***** SOURCE PASSAGE

Zinc and the endocrine system - what are the relationships?

19 Jun 2024

Posted By: Łukasz Szostko Times Read: 727 Comments: 0

Many endocrine systems depend on zinc. When it is lacking, ugly complications can arise in many hormones. Zinc affects sex hormones, thyroid hormones, growth hormone, insulin, melatonin and many other important hormones. Zinc deficiencies, unfortunately, occur quite frequently, and not only in developing countries. Even in developed societies, it is possible to suffer endocrine disorders associated with zinc deficiency when we do not pay attention to the supply of zinc in the diet. In this article, we will explore the effects of zinc on the function of various hormones and endocrine systems in the human body. Read to the end!

How does zinc affect hormones?

Zinc metabolism affects the physiological and biochemical levels of many hormones. Therefore, growth disorders, hypogonadism and some endocrine diseases have been linked to zinc deficiency. In terms of hormonal regulation, zinc is very versatile.

Zinc increases the synthesis of growth hormone and the number of its receptors, so it is an important mediator in the binding of the hormone to its receptor. Found in large amounts in pancreatic tissue, zinc is involved in the regulation of insulin action. It is extensively involved in the metabolism and action of thyroid hormones. Low zinc levels and high leptin levels in obese individuals indicate a critical link between zinc and leptin. Zinc has been linked to the activity of enzymes responsible for melatonin synthesis, and melatonin has a regulatory effect on zinc absorption from the gastrointestinal tract. Zinc also specifically affects behavior

Given the above relationships, it is assumed that zinc plays a key role in many endocrine systems. Below we will do a more detailed review of zinc's interactions with key endocrine systems.

Zinc as a male element, or effects on testosterone

Zinc is present in almost every enzyme system and plays a key role in the male reproductive system. Men derive a lot of benefits from the presence of zinc. It is needed for the proper production of testosterone and for maintaining normal prostate function.

**********
***** SOURCE INFORMATION

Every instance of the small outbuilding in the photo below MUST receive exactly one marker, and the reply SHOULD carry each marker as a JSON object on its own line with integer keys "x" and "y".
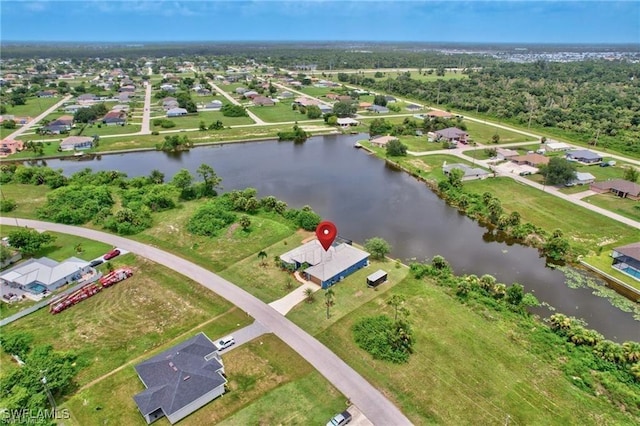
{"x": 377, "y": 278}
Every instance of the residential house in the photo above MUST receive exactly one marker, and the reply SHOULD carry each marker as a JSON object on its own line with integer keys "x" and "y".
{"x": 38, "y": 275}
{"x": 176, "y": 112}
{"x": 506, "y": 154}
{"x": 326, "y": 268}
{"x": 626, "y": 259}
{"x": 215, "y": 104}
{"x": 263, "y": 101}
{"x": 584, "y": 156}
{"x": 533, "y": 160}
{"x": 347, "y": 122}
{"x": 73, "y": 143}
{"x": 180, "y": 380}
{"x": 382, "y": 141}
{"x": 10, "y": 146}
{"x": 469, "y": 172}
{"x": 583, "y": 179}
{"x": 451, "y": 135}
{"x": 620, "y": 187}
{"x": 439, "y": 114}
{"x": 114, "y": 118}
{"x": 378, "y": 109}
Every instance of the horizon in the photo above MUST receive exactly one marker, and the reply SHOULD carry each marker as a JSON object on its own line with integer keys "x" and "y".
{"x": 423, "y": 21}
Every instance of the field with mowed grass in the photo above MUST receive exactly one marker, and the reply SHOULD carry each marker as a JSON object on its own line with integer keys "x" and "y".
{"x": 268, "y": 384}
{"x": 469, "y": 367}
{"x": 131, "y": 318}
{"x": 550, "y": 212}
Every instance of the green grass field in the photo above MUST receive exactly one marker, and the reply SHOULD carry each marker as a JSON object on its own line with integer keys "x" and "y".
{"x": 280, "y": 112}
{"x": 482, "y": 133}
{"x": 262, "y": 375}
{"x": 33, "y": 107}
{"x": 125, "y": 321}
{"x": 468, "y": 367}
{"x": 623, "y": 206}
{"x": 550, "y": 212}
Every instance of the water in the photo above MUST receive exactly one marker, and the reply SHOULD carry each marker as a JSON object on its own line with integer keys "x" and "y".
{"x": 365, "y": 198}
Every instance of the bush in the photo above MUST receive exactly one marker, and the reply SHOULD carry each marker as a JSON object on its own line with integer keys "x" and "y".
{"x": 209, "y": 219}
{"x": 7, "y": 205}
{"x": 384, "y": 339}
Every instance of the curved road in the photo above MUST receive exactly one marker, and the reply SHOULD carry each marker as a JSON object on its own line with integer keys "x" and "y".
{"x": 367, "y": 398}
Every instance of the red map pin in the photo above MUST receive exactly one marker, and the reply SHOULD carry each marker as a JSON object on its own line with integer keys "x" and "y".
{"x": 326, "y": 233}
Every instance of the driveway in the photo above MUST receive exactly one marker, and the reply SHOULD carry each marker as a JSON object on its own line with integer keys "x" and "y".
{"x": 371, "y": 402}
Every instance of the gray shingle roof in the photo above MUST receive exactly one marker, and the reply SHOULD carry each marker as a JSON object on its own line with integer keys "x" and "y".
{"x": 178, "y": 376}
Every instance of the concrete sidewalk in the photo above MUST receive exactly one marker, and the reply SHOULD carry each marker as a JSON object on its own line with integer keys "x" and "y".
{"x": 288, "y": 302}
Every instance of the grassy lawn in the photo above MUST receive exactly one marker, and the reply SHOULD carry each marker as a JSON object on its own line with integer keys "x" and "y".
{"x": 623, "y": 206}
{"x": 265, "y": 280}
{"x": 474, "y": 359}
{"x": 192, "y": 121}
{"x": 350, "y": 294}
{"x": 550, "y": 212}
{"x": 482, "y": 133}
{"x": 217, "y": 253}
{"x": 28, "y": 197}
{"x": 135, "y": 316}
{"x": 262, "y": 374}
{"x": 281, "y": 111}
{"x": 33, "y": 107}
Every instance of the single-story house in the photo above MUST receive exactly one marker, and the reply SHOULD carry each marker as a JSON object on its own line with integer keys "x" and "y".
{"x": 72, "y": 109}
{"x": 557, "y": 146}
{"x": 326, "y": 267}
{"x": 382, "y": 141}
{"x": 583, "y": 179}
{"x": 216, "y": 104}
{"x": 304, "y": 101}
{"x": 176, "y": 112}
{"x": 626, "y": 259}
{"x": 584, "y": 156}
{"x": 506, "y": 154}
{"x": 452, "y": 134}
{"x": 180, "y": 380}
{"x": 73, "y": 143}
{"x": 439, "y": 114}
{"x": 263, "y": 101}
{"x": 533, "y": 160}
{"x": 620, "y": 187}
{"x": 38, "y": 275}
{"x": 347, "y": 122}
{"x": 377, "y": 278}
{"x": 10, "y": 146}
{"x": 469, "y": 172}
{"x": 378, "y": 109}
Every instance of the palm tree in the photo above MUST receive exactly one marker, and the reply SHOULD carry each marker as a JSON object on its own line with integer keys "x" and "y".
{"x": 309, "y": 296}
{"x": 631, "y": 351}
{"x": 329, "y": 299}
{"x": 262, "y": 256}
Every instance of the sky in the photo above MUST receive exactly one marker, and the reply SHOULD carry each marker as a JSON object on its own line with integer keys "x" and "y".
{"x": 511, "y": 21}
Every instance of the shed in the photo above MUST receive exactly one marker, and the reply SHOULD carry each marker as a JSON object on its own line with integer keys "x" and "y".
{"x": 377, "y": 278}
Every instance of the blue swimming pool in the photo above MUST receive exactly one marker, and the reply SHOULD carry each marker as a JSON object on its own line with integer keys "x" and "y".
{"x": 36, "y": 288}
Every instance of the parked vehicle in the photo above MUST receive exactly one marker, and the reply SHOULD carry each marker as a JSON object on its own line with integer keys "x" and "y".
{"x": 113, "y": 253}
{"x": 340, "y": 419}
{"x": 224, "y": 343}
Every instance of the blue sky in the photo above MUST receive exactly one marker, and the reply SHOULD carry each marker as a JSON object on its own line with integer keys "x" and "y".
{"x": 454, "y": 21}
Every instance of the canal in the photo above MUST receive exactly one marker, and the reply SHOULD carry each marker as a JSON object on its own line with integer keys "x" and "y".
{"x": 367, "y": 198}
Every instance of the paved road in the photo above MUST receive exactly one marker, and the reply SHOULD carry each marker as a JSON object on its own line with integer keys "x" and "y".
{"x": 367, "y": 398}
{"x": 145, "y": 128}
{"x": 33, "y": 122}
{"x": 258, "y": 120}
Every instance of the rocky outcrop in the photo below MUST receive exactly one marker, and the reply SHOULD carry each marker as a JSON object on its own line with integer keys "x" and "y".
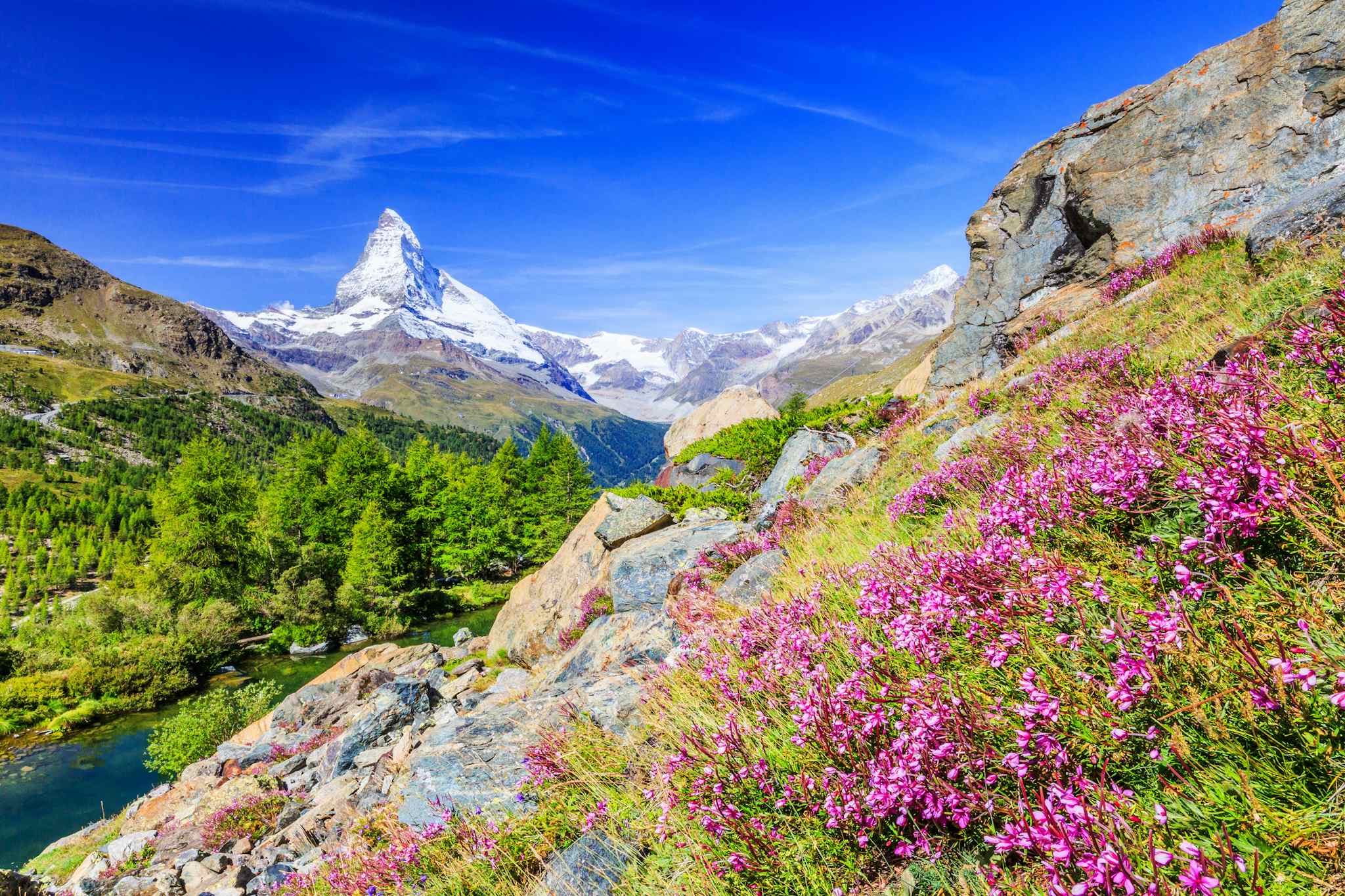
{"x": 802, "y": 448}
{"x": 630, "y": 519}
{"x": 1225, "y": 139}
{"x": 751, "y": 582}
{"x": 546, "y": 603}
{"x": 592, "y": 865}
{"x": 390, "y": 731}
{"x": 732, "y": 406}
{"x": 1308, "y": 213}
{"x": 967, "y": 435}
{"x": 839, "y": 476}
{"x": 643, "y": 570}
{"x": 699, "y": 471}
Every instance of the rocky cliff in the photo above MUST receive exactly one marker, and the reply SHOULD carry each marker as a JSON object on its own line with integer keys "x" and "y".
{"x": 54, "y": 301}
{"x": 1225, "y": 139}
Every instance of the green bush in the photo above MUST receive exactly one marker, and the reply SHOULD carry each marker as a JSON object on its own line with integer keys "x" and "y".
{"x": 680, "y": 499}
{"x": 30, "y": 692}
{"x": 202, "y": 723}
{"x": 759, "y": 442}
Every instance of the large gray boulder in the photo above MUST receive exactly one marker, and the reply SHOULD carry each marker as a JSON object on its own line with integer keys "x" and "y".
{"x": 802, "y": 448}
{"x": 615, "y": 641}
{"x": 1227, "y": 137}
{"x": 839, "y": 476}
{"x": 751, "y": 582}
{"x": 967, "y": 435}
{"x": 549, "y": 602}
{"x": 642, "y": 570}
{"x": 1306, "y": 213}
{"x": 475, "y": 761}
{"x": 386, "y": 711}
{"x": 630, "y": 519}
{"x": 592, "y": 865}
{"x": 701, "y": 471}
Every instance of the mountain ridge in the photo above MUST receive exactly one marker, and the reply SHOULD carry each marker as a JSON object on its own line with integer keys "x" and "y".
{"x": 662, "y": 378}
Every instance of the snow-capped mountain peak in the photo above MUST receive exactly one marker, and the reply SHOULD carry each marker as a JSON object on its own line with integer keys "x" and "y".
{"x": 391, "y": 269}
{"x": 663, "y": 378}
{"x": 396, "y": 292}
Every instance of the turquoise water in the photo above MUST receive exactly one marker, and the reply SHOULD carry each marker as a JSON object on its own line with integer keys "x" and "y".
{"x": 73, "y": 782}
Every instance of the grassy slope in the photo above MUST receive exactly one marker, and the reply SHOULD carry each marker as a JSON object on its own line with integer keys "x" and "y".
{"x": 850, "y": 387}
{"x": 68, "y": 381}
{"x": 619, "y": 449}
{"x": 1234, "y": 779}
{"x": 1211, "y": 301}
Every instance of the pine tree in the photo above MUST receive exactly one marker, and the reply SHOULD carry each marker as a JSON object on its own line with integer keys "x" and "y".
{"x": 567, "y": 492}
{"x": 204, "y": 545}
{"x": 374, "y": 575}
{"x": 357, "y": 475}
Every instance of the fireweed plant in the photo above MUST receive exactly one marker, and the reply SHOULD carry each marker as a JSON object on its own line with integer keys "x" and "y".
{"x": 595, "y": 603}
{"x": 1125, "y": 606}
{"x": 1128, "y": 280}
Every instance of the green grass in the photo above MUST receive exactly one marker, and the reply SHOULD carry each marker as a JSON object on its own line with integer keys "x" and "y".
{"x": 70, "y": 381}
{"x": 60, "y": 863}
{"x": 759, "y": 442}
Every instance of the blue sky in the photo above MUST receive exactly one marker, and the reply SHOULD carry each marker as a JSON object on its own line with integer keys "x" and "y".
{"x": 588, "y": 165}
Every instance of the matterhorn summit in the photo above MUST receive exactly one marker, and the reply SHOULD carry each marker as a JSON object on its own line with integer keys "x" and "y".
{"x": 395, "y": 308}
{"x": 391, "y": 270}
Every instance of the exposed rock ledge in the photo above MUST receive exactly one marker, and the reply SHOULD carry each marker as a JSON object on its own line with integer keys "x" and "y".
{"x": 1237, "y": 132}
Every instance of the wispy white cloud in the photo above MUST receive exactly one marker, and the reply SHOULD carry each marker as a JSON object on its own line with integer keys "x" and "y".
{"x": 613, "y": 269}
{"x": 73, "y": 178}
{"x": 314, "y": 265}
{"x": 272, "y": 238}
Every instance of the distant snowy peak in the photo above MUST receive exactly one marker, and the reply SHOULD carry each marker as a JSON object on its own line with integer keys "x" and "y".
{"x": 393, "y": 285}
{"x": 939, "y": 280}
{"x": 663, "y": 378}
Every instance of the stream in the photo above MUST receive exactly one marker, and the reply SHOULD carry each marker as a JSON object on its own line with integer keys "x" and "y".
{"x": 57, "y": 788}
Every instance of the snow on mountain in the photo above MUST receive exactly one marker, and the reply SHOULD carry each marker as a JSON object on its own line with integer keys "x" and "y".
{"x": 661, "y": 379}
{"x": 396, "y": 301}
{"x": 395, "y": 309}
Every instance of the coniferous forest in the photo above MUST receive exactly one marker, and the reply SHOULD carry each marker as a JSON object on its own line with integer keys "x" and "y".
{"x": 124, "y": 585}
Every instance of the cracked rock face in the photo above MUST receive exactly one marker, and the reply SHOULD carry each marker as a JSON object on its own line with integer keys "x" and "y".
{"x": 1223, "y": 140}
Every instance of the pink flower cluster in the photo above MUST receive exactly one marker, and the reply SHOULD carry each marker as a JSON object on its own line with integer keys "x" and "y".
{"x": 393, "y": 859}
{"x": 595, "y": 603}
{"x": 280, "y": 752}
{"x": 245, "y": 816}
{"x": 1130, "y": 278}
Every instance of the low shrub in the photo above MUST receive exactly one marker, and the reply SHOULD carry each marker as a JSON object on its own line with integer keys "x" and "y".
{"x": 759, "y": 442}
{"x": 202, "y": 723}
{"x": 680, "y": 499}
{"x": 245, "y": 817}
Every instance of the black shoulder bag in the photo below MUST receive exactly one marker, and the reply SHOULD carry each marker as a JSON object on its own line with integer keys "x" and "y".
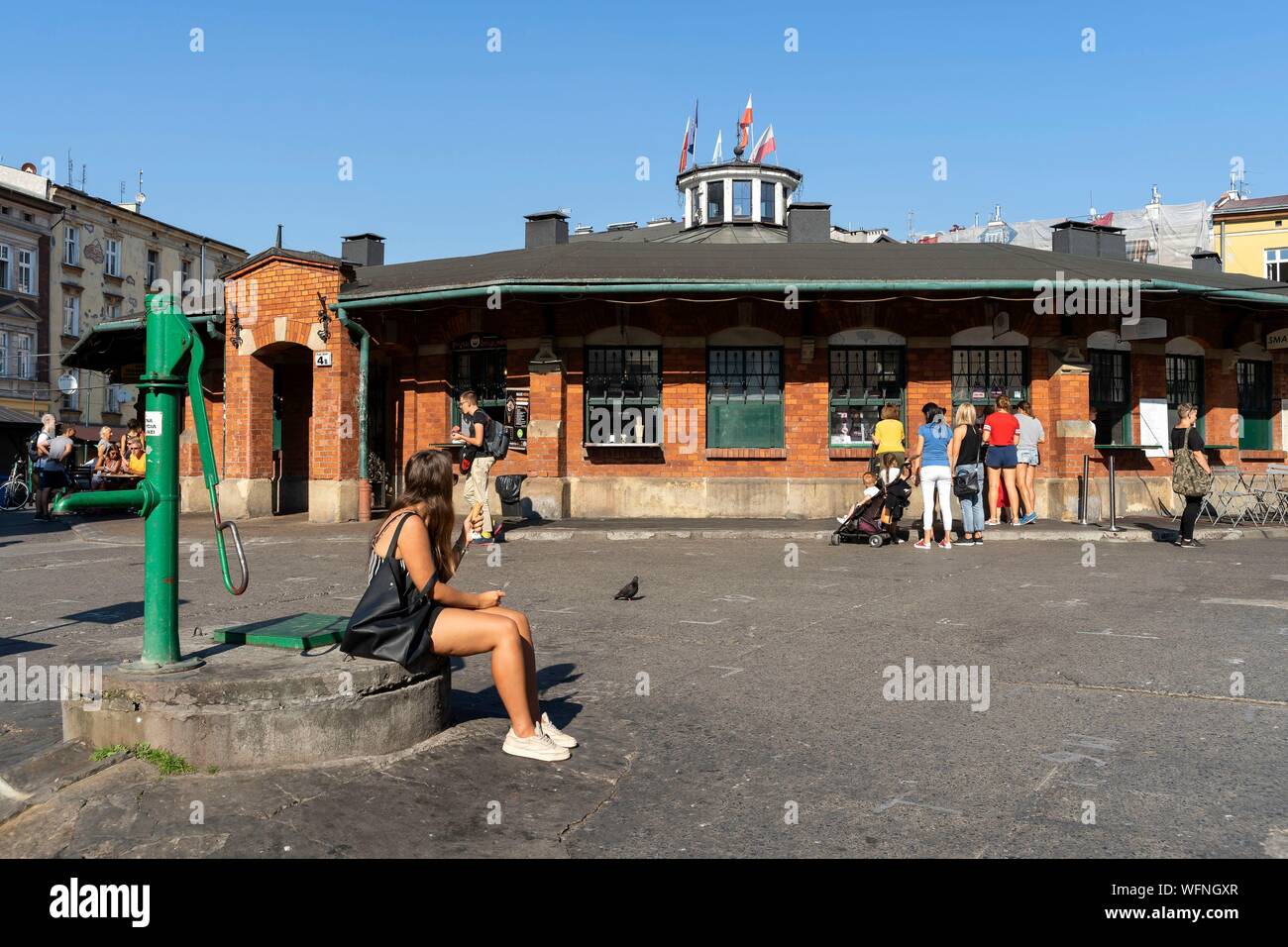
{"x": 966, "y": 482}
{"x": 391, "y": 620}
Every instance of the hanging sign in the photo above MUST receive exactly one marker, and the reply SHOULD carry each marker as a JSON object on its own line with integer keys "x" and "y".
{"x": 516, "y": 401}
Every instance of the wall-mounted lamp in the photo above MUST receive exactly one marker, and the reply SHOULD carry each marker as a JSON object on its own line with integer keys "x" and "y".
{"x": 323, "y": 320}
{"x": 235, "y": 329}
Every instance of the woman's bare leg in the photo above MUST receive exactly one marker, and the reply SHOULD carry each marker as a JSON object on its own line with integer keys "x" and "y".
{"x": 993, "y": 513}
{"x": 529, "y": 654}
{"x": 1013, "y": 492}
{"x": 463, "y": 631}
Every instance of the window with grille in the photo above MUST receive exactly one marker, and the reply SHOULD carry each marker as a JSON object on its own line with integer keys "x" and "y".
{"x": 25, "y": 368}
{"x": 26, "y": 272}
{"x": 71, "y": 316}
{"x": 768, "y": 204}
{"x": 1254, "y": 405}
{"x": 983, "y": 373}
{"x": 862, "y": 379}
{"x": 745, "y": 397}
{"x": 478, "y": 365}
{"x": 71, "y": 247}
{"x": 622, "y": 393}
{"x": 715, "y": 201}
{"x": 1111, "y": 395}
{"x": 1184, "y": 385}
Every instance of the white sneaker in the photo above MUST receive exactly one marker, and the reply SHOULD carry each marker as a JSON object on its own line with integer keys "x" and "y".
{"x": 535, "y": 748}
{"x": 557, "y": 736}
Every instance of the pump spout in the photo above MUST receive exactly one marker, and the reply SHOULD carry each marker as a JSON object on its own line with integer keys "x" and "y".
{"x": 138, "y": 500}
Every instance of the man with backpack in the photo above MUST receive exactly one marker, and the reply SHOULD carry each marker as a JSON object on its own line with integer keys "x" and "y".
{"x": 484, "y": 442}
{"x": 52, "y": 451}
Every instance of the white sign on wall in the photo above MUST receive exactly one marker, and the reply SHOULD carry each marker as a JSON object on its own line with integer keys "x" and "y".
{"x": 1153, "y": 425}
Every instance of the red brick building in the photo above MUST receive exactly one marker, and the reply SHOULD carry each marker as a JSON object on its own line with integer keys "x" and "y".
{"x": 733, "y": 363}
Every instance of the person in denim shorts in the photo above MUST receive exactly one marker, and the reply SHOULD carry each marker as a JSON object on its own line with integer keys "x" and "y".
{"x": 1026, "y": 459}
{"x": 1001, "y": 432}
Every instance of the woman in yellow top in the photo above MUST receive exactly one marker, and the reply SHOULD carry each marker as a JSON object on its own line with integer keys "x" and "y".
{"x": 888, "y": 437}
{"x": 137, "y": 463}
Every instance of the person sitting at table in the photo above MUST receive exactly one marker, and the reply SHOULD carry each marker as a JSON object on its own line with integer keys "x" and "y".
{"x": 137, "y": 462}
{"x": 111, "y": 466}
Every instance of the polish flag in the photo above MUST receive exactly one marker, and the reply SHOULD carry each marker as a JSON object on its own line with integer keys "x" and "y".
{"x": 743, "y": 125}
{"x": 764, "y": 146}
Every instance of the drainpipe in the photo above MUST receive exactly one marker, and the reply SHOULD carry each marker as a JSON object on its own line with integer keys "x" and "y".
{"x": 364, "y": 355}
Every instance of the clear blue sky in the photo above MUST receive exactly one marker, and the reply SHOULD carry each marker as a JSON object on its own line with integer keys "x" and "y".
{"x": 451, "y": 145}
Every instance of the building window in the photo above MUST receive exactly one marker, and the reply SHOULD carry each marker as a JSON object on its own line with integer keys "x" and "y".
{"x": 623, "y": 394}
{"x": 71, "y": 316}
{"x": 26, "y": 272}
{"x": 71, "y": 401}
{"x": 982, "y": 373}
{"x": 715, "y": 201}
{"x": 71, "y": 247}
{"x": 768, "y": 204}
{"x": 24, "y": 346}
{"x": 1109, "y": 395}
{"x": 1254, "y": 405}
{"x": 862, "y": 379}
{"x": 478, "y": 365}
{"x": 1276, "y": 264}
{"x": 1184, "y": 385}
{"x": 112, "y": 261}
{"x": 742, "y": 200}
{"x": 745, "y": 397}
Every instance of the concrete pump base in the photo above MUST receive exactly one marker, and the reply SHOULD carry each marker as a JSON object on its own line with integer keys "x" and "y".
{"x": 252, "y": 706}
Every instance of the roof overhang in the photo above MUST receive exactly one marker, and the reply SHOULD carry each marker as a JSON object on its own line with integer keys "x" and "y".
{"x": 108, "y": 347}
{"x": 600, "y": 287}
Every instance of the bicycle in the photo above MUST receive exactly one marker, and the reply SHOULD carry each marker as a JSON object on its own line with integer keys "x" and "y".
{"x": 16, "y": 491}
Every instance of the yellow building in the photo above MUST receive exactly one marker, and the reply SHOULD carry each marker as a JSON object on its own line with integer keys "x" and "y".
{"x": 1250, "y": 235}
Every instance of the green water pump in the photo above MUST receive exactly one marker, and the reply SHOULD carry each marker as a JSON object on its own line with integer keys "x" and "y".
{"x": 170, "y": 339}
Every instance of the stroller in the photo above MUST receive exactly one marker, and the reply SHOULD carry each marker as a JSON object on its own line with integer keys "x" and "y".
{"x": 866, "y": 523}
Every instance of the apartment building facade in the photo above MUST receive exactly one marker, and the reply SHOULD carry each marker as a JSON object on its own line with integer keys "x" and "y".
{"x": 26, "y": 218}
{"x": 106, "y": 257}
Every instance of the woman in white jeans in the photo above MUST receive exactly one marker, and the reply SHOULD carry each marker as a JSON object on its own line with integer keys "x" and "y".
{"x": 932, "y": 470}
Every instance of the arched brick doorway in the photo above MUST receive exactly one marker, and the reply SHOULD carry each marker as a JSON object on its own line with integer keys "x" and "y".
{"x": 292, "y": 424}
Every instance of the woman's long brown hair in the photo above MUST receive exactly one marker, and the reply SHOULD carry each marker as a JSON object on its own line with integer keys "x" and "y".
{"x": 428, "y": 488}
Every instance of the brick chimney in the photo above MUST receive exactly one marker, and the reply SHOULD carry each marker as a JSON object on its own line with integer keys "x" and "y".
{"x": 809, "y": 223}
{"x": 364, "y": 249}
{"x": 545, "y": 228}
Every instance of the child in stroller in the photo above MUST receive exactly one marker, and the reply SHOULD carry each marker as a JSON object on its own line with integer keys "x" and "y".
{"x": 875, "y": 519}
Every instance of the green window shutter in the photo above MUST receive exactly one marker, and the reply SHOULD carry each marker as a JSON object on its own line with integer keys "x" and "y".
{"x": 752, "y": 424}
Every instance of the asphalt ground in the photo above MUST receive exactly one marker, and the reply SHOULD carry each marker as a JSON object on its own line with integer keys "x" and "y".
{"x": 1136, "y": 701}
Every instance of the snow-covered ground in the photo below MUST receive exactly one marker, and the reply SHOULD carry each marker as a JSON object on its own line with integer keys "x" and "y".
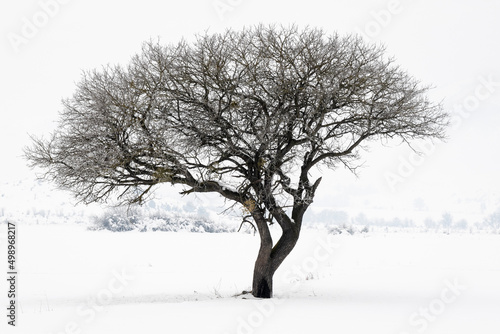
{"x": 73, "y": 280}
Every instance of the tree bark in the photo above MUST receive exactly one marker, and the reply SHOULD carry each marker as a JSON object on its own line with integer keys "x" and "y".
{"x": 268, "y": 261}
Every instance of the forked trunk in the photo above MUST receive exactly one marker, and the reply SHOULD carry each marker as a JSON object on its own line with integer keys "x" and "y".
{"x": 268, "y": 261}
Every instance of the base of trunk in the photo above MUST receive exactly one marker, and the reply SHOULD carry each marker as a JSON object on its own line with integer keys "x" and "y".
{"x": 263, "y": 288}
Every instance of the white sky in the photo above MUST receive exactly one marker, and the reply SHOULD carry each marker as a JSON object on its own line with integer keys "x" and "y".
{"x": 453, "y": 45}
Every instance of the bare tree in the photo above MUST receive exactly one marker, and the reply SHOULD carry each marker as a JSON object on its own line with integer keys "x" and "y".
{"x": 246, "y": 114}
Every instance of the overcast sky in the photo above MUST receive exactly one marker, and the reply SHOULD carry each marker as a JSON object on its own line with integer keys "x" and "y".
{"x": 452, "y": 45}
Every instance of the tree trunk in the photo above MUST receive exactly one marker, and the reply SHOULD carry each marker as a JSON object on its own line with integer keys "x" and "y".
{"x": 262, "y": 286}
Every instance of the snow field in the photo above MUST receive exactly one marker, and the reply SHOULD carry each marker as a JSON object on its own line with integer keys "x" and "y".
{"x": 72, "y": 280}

**********

• WORK TASK: Copy out the passage of the article on zinc and hormones that begins at the words "Zinc is present" and stops after "normal prostate function.".

• REPLY TO THE EXERCISE:
Zinc is present in almost every enzyme system and plays a key role in the male reproductive system. Men derive a lot of benefits from the presence of zinc. It is needed for the proper production of testosterone and for maintaining normal prostate function.